Work to complete: Render as a numbered list the lines of the rows beginning with the line containing "rolled-up sleeve and record the coordinates." and continuing through the end of the rows, leaving out any blank lines.

Object position entries for labeling:
* * *
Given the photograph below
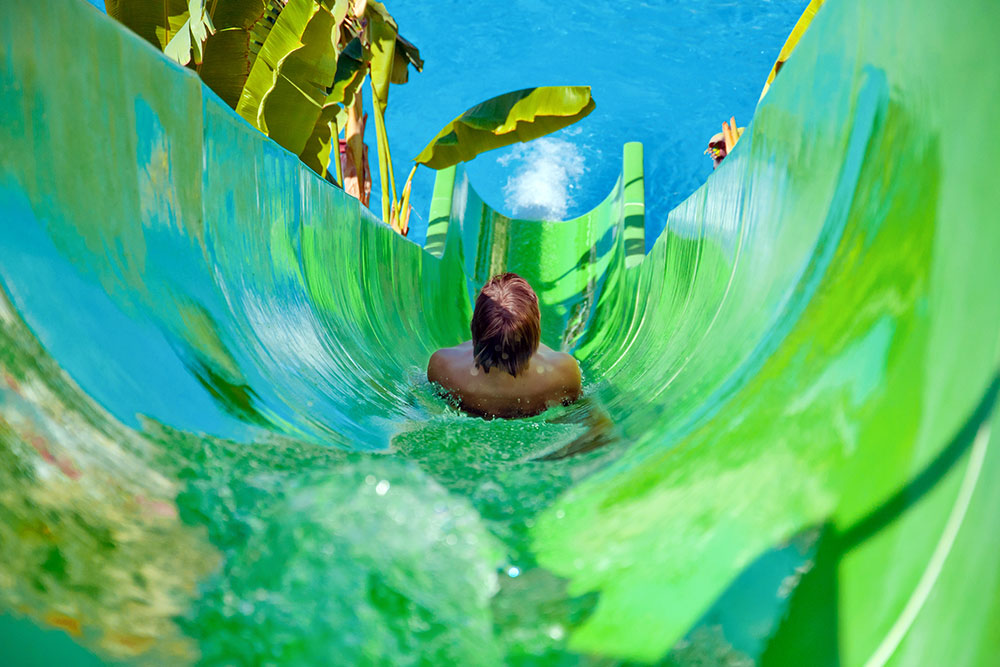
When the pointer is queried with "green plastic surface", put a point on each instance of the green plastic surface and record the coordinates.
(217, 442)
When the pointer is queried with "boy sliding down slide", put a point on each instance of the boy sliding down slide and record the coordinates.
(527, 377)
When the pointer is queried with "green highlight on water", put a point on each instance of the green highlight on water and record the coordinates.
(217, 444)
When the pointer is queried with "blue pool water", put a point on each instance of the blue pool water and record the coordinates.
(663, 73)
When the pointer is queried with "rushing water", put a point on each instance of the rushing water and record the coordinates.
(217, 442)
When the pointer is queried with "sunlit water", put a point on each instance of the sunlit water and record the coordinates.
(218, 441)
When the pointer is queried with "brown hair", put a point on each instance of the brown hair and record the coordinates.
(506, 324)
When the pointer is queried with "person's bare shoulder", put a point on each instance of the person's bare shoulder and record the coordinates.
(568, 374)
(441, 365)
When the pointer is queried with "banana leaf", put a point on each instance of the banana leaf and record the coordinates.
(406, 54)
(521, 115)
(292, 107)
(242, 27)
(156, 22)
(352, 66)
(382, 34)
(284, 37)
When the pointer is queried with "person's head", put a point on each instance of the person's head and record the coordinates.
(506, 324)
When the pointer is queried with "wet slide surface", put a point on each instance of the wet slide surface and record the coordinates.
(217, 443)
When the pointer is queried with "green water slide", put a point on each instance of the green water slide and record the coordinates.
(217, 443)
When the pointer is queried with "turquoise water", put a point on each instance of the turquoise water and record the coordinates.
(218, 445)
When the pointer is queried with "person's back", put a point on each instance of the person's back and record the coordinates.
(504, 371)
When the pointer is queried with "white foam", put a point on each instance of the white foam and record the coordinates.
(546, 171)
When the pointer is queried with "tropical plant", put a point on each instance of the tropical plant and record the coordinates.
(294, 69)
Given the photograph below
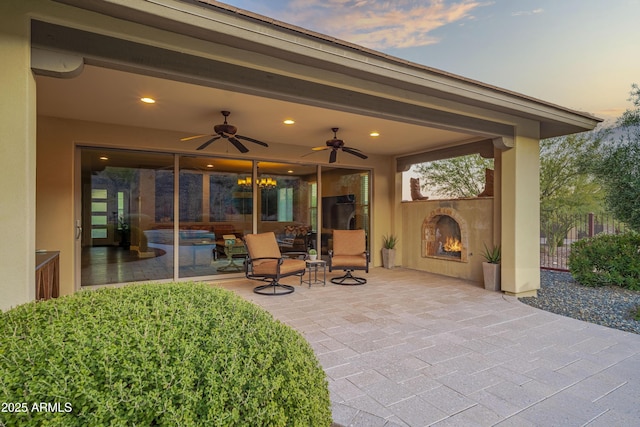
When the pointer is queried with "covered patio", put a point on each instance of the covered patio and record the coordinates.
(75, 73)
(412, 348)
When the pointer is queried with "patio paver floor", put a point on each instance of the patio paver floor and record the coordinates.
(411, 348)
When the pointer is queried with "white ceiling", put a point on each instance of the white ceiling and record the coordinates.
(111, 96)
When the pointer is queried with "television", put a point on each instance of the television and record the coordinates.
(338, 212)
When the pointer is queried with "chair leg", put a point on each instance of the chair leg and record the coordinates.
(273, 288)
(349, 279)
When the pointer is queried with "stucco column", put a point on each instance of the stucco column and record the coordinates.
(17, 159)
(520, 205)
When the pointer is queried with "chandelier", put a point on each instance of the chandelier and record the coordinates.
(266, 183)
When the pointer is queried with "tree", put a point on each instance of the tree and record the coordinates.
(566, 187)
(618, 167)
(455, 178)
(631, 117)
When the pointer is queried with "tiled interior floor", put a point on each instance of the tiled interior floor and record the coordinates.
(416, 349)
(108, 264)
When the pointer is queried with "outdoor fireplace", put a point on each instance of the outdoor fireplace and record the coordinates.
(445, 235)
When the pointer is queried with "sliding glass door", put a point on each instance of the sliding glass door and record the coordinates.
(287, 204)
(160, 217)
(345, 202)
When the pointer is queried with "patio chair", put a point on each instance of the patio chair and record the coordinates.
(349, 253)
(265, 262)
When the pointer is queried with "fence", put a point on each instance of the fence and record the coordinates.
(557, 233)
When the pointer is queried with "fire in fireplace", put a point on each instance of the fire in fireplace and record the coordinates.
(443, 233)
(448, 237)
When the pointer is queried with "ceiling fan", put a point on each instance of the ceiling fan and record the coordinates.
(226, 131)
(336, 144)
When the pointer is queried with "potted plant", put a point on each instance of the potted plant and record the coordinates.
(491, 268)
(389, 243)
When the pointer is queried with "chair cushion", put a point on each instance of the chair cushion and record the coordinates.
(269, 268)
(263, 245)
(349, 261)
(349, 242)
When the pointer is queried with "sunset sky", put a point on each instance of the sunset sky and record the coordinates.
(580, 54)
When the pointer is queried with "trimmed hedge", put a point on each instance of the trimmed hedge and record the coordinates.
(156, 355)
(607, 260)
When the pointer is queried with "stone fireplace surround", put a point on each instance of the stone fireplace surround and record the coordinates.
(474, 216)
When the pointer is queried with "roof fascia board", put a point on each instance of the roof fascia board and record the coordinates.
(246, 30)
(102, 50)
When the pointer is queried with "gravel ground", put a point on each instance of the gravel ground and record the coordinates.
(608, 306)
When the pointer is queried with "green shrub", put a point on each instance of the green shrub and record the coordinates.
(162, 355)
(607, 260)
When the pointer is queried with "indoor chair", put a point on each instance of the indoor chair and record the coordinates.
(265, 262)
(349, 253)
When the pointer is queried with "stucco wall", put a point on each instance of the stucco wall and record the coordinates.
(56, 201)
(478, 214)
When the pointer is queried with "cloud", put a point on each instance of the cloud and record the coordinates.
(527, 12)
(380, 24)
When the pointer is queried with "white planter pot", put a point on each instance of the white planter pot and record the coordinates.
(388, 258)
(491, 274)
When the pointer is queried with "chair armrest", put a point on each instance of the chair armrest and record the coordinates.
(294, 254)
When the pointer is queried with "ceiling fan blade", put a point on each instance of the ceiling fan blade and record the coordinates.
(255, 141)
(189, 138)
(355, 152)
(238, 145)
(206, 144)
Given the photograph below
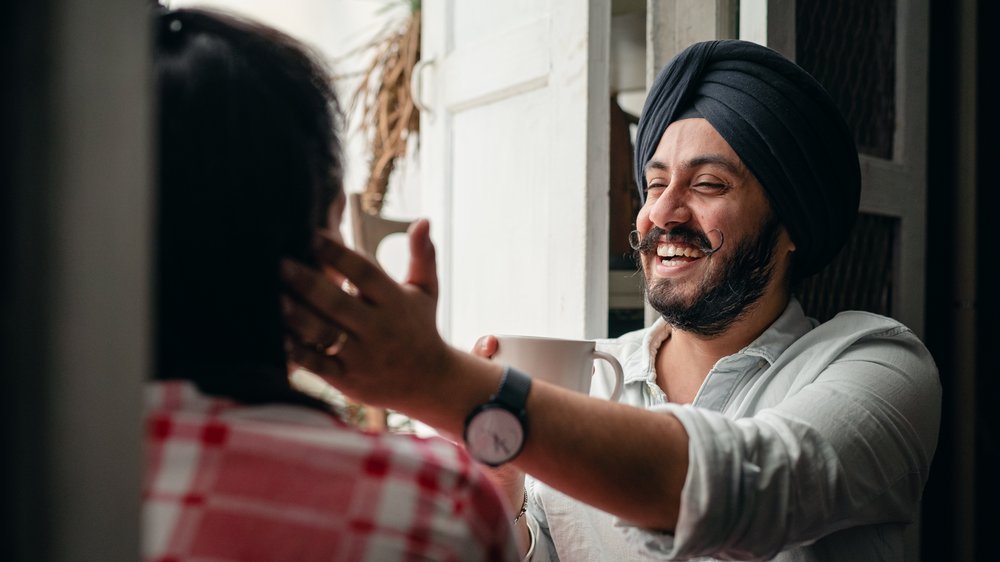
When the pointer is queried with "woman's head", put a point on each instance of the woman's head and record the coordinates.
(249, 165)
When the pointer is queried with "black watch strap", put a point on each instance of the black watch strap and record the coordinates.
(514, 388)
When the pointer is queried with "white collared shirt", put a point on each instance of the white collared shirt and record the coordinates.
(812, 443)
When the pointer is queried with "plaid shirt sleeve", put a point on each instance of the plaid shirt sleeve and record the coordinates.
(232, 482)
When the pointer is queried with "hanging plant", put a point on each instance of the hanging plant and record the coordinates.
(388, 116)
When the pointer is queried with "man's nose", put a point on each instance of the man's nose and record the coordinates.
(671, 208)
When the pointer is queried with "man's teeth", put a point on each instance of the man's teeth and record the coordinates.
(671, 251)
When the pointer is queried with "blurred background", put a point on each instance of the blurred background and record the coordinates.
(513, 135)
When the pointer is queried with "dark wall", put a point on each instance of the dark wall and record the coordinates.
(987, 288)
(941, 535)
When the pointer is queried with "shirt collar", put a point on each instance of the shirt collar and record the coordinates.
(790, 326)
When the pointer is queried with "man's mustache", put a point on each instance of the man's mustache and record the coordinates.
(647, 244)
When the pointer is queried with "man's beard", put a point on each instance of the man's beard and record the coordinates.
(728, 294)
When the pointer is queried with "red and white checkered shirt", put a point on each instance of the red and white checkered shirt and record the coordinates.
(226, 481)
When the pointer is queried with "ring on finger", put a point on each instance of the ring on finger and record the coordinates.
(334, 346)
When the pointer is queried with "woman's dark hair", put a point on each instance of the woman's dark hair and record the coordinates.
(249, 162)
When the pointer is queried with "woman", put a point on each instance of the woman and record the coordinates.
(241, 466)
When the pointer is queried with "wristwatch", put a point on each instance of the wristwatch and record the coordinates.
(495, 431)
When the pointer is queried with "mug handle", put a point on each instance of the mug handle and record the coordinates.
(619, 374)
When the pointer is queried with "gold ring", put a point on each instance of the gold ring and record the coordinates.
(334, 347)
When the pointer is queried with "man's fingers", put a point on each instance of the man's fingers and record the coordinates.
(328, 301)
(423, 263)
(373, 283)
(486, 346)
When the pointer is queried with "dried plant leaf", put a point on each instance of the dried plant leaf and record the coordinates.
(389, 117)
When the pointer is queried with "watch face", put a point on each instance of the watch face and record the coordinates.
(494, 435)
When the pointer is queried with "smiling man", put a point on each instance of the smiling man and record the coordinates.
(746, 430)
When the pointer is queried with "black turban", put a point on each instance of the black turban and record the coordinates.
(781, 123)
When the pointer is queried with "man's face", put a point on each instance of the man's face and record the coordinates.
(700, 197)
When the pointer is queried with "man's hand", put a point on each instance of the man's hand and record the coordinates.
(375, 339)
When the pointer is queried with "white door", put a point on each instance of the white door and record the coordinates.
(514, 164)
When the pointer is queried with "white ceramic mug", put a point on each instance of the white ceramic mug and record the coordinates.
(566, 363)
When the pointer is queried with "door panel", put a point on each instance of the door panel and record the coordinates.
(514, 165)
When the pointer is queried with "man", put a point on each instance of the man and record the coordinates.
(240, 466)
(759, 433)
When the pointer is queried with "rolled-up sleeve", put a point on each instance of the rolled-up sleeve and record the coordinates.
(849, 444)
* * *
Written response:
1. When the pointer is queried with "rolled-up sleeve", put a point on each instance of the rolled-up sleeve and record the coordinates.
2. (849, 444)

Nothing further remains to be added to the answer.